Vos tâches:
1) Reproduisez fidèlement une partie de l'extrait sur la jurisprudence Schumacker. Commencez aux mots « En d’autres termes, ils » et arrêtez-vous après « avantages fiscaux précités. ».
2) Poursuivez la rédaction de l'extrait sur la jurisprudence Schumacker au-delà de sa dernière phrase.

Extrait présenté:

=-=-=-=-=

En vertu de la jurisprudence dite « Schumacker » [note 1], les contribuables établis dans les États membres de l’Espace économique européen (États membres de l’UE, Islande, Liechtenstein et Norvège) [note 2] qui tirent l’essentiel de leurs revenus de la France [note 3] sont assimilés, en droit interne, à des personnes fiscalement domiciliées en France pour la détermination de leur impôt sur le revenu.
En d’autres termes, ils peuvent bénéficier, en France, des avantages fiscaux applicables aux résidents (application du mécanisme de la décote ; déductibilité des charges ; bénéfice des réductions et crédits d’impôt ; exemption du taux minimal d’imposition de 20% ; etc.). Cette assimilation est cependant subordonnée à l’impossibilité pour les contribuables concernés de bénéficier, dans leur État de résidence, des avantages fiscaux précités.
=> La Suisse ne faisant pas partie de l’EEE, ses résidents ne sont pas censés pouvoir bénéficier de la jurisprudence dite « Schumacker ».

=-=-=-=-=

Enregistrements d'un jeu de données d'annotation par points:
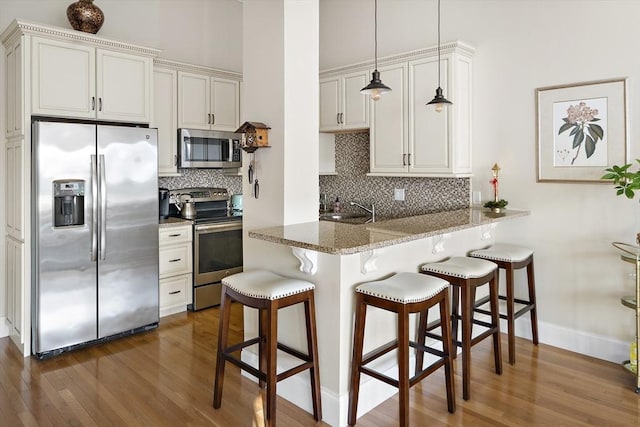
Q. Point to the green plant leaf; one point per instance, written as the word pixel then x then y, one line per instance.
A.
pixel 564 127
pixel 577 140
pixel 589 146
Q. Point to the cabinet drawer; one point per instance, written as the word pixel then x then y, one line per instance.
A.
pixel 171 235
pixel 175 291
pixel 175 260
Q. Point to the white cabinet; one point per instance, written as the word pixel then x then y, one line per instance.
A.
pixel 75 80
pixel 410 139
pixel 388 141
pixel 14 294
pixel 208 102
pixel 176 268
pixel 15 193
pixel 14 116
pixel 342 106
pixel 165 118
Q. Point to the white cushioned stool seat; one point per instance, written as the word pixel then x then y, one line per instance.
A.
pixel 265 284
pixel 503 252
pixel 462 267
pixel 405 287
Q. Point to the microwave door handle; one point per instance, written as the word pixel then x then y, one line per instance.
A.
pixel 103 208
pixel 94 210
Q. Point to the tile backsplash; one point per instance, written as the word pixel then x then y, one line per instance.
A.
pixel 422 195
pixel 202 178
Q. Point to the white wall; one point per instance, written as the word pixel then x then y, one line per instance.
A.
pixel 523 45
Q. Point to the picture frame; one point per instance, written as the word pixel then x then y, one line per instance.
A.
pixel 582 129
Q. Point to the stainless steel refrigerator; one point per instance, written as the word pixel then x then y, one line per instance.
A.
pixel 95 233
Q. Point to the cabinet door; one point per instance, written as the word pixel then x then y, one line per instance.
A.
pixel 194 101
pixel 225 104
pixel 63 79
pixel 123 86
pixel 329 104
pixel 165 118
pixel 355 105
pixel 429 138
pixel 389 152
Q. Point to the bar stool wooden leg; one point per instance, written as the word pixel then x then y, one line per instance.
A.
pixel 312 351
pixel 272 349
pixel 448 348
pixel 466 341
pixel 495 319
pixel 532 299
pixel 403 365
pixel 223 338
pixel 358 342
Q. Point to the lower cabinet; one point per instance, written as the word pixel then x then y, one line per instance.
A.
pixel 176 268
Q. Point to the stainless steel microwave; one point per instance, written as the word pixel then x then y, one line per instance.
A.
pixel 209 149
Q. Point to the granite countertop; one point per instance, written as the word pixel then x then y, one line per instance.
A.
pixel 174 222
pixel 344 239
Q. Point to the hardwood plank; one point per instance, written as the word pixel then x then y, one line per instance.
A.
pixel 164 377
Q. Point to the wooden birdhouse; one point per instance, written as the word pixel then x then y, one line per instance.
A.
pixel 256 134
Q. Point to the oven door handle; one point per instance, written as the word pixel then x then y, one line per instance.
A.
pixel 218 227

=-=-=-=-=

Résultats dans l'ordre:
1)
En d’autres termes, ils peuvent bénéficier, en France, des avantages fiscaux applicables aux résidents (application du mécanisme de la décote ; déductibilité des charges ; bénéfice des réductions et crédits d’impôt ; exemption du taux minimal d’imposition de 20% ; etc.). Cette assimilation est cependant subordonnée à l’impossibilité pour les contribuables concernés de bénéficier, dans leur État de résidence, des avantages fiscaux précités.

2)
Toutefois, dans un jugement du 13 janvier 2016, le tribunal administratif de Montreuil a considéré qu’une personne fiscalement domiciliée en Suisse qui exerce en France une activité salariée dont elle tire 68% de son revenu mondial imposable peut se prévaloir de l’accord du 21 juin 1999 sur la libre circulation des personnes (ALCP) [note 4] pour bénéficier du statut de « non-résident Schumacker ». Selon le TA de Montreuil, le principe de la libre circulation des travailleurs qui figure dans l’ALCP est équivalent à celui prévu par l’article 45 du traité sur le fonctionnement de l’UE, et sur lequel est fondé l’arrêt dit « Schumacker ».
Ce jugement s’inscrit dans le prolongement de la jurisprudence de la CJUE. En effet, dans un arrêt du 28 février 2013, la Cour de Luxembourg, se fondant sur l’ALCP, a jugé que l’Allemagne ne pouvait pas refuser le bénéfice de l’imposition conjointe – prévue par sa législation – à des résidents suisses percevant la totalité de leurs revenus en Allemagne [note 5].
=> L’affaire dont a été saisi le TA de Montreuil n’est pas close, le jugement ayant été frappé d’appel devant la cour administrative d’appel de Versailles [note 6].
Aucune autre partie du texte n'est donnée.